*DIRECTIONS*:
Every line from the one with "the tortoise front" through the end of the records below should be restated word for word, and nothing outside that span.

*GIVEN DATA*:
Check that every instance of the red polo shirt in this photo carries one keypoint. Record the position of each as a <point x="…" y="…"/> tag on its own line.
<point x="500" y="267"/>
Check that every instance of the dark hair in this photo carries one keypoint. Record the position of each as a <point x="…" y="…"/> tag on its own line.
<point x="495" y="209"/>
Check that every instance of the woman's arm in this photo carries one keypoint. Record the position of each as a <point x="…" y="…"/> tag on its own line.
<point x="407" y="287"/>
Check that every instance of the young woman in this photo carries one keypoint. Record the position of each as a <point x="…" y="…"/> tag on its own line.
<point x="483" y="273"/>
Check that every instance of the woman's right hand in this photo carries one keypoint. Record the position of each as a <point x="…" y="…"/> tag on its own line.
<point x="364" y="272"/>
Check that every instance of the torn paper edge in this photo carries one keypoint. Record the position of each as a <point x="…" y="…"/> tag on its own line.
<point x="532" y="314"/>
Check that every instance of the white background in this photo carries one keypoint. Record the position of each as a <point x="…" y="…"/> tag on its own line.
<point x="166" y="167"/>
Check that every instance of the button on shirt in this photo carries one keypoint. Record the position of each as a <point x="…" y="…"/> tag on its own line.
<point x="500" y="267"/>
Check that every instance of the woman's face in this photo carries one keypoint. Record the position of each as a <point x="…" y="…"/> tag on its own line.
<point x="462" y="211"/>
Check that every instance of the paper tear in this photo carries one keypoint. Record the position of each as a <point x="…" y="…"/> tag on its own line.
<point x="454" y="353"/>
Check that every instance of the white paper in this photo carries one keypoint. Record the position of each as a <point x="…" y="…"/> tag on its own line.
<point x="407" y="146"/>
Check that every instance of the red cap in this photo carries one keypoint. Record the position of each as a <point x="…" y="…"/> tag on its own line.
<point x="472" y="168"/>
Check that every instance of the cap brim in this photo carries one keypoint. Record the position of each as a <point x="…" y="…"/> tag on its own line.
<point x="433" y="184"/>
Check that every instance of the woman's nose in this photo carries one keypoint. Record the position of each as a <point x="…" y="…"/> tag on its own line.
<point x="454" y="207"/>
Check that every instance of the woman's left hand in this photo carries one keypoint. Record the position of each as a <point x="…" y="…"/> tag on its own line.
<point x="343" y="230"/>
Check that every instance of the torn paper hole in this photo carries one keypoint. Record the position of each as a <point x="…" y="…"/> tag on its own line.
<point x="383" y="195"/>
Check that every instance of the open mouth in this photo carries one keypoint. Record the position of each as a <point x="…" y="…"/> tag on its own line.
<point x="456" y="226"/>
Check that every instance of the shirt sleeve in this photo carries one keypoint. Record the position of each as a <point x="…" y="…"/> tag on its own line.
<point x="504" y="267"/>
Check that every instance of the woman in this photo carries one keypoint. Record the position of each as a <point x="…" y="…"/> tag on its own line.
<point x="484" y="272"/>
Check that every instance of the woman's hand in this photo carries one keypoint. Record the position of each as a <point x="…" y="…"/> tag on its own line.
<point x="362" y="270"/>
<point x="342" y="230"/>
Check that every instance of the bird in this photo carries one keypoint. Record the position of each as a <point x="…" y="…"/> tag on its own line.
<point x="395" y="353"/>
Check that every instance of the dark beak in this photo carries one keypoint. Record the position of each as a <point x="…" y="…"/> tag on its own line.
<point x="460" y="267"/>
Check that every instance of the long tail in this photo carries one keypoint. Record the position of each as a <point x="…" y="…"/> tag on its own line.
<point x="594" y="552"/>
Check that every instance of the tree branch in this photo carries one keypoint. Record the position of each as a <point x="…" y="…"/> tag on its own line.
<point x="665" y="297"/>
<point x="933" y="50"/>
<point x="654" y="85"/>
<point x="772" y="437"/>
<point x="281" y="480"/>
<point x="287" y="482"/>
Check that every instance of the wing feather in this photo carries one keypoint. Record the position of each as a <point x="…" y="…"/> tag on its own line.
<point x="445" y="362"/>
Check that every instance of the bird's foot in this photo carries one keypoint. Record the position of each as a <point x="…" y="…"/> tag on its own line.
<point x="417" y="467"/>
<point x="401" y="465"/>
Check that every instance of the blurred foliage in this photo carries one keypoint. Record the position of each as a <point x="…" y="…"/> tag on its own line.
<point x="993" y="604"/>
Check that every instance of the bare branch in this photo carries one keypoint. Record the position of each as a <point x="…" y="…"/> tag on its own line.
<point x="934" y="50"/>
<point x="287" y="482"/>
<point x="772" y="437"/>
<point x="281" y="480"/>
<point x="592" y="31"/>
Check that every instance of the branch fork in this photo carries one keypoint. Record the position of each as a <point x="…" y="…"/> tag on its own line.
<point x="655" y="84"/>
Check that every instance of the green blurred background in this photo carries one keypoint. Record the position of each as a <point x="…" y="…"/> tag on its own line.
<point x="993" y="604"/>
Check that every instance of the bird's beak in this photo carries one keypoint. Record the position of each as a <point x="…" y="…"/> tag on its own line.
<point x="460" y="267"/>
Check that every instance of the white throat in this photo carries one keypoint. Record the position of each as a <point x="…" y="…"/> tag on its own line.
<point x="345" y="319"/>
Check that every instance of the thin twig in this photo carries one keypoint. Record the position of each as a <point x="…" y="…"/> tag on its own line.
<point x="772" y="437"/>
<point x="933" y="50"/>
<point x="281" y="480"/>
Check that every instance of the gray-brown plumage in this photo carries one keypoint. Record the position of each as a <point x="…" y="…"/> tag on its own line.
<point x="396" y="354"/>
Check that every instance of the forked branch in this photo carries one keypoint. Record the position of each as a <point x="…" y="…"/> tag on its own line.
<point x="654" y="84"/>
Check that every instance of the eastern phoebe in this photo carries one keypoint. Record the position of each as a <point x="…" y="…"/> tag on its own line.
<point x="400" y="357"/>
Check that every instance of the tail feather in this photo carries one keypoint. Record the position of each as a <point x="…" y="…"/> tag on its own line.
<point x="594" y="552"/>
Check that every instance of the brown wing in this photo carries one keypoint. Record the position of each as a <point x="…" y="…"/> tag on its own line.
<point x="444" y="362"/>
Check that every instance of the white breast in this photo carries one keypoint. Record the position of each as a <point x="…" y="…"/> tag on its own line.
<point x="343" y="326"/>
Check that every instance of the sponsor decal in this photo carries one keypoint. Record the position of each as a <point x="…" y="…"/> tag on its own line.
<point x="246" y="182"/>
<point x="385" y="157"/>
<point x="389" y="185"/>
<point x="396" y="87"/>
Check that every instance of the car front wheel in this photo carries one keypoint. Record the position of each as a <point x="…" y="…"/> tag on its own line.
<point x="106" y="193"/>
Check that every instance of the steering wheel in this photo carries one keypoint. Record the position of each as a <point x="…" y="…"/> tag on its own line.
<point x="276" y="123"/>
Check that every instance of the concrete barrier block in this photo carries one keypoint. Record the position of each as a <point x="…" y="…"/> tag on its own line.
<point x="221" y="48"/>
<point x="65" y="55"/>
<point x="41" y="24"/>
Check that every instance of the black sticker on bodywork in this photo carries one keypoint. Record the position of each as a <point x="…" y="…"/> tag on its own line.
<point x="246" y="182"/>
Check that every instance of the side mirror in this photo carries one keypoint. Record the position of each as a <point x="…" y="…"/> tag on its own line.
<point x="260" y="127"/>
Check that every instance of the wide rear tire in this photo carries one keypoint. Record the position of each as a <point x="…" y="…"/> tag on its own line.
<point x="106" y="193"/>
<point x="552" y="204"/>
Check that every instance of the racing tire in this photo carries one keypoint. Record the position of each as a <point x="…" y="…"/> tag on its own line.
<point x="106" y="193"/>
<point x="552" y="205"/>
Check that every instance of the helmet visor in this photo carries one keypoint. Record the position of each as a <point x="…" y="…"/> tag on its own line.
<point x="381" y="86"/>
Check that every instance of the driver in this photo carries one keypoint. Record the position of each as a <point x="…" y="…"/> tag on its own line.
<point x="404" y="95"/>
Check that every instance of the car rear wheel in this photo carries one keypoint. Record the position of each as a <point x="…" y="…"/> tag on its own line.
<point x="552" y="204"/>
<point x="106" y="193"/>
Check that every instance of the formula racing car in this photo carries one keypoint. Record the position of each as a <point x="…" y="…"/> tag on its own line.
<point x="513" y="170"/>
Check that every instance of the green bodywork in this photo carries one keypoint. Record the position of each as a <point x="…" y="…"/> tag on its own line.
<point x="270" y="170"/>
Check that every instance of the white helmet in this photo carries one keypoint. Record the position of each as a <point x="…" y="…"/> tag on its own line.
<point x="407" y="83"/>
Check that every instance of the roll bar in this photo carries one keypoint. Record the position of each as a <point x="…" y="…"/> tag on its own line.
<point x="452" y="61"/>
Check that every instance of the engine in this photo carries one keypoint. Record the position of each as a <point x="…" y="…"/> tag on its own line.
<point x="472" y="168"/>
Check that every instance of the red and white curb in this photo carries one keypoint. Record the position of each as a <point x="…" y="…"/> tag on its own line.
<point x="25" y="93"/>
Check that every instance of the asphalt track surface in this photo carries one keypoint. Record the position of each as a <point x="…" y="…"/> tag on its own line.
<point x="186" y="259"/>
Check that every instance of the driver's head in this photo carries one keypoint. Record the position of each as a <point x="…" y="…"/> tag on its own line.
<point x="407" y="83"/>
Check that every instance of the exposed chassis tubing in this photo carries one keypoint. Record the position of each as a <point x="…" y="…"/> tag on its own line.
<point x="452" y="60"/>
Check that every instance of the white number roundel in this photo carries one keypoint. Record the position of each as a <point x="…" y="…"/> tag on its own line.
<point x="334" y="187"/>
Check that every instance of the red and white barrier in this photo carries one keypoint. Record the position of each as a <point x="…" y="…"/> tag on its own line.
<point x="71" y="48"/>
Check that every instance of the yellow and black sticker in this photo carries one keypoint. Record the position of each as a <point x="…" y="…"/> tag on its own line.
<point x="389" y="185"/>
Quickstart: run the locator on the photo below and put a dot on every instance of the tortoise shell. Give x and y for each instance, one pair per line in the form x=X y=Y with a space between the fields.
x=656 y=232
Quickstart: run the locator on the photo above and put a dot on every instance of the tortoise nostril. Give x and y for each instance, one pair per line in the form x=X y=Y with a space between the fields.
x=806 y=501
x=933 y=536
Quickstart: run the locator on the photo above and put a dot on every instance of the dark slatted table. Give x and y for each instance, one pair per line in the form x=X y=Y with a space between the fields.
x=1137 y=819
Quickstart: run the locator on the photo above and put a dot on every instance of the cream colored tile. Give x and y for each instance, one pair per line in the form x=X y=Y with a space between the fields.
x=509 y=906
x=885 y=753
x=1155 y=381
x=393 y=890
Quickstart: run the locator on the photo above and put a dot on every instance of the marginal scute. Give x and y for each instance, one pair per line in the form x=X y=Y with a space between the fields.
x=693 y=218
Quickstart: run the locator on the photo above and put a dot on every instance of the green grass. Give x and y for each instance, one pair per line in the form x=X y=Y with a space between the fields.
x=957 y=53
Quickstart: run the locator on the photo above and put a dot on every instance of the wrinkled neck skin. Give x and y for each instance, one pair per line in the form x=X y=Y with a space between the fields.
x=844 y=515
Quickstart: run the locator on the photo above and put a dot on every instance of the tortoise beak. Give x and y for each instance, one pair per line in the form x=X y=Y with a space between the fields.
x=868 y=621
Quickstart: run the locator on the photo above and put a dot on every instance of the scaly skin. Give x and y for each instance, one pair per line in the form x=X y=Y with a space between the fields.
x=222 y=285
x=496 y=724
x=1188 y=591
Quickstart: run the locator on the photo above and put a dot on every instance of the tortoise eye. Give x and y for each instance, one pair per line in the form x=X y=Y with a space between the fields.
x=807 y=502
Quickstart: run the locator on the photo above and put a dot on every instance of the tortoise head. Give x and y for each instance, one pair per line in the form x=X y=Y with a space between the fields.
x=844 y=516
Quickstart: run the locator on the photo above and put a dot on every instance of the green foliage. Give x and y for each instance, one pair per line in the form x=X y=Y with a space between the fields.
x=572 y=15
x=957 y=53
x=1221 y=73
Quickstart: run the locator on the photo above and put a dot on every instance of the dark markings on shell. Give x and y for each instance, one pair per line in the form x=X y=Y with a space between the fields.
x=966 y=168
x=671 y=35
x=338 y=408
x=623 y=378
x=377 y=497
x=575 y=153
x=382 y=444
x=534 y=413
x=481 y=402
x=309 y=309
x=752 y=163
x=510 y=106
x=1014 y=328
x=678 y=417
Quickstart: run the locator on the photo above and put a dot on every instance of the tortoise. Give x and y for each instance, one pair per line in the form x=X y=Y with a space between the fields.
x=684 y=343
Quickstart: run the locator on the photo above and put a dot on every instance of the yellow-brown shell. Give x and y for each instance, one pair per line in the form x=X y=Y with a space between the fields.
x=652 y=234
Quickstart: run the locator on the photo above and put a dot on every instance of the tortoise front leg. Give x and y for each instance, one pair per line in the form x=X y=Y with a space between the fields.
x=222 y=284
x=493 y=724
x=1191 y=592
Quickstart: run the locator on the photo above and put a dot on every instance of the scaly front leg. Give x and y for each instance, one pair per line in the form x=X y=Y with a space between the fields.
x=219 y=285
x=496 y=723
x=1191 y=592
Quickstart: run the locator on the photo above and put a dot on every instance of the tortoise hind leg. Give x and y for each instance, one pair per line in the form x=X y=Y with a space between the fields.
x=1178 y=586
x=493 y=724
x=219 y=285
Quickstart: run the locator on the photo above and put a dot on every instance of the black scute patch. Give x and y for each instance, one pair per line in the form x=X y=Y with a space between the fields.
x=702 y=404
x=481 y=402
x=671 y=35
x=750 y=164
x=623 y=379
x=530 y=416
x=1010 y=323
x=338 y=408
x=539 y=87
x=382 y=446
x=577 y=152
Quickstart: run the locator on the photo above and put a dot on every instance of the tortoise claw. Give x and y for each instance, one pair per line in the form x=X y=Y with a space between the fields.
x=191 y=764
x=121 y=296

*EXERCISE OUTPUT*:
Quickstart: run the locator on the photo above and put a dot on every instance of the tortoise front leg. Give x and y for each instance, one pair per line in the form x=X y=Y with a space between the fields.
x=222 y=284
x=493 y=724
x=1191 y=592
Quickstart: run the locator on the photo above and put a dot on every instance of the scaly front leg. Give x and y for each instance, one pair per line in the form x=X y=Y with a space between the fields.
x=219 y=285
x=496 y=723
x=1191 y=592
Quickstart: run the locator on the photo above and put a dot on every instance of the tortoise hind leg. Give x and y for each instance, one pair per line in the form x=X y=Y with a space between the fields.
x=1178 y=586
x=493 y=724
x=219 y=285
Quickstart: run the locator on the photo above and put a dot on every instance of the black scute patch. Give x and y for each instance, one pair per line in the form x=X y=Y with a space between the fields.
x=702 y=404
x=481 y=402
x=671 y=35
x=750 y=164
x=623 y=379
x=530 y=416
x=1010 y=323
x=338 y=408
x=539 y=87
x=382 y=446
x=577 y=152
Quickstart: run the locator on the photo above and put a dot on every instance of the tortoise claw. Give x and y for each instance, one pair per line in the form x=X y=Y with a space between the fields.
x=191 y=764
x=121 y=296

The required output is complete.